TEXT:

--- begin ---

The origin of this term is rather convoluted. In English, a portmanteau is traditionally a large suitcase made of leather, that opens into two equal parts, usually used to transport coats. (Confusingly, although the word is obviously of French origin, in French the word portemanteau means something altogether different: a standing piece of furniture on which one can hang coats.) In his 1871 work Through the Looking Glass, the sequel to Alice in Wonderland, Lewis Carroll coined the term portmanteau to denote a word that has been obtained by gluing pieces of other words together (such as “motel” from “motor” and “hotel”). It is in this spirit that the following proposition is to be understood, although admittedly the link is not obvious.

--- end ---

SUPPLIED DATA:

--- begin ---

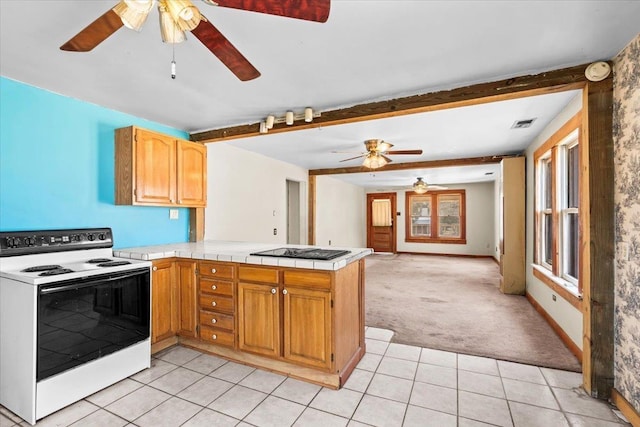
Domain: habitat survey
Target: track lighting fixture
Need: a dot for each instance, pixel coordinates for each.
(289, 118)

--- end ---

JOBS:
#1 Decide whether each statement agrees with the text on the word portmanteau, answering yes or no and quoting the words from it that settle the matter: (a) In French, portemanteau names a kind of suitcase. (b) Lewis Carroll coined the term in Through the Looking Glass. (c) The English portmanteau opens into two equal parts.
#2 According to the text on the word portmanteau, why is the French meaning of portemanteau confusing?
#3 Answer from the text on the word portmanteau:
(a) What was the English portmanteau usually used to transport?
(b) In what year did Through the Looking Glass appear?
(c) Which two words does the text give as the pieces glued together to form "motel"?

ANSWERS FOR THIS EXERCISE:
#1
(a) No: "in French the word portemanteau means something altogether different: a standing piece of furniture on which one can hang coats."
(b) Yes: "In his 1871 work Through the Looking Glass, the sequel to Alice in Wonderland, Lewis Carroll coined the term portmanteau"
(c) Yes: "that opens into two equal parts"

#2 The word is obviously of French origin. Yet in French it means something altogether different from the English suitcase: a standing piece of furniture on which one can hang coats.

#3
(a) Coats.
(b) 1871.
(c) "Motor" and "hotel."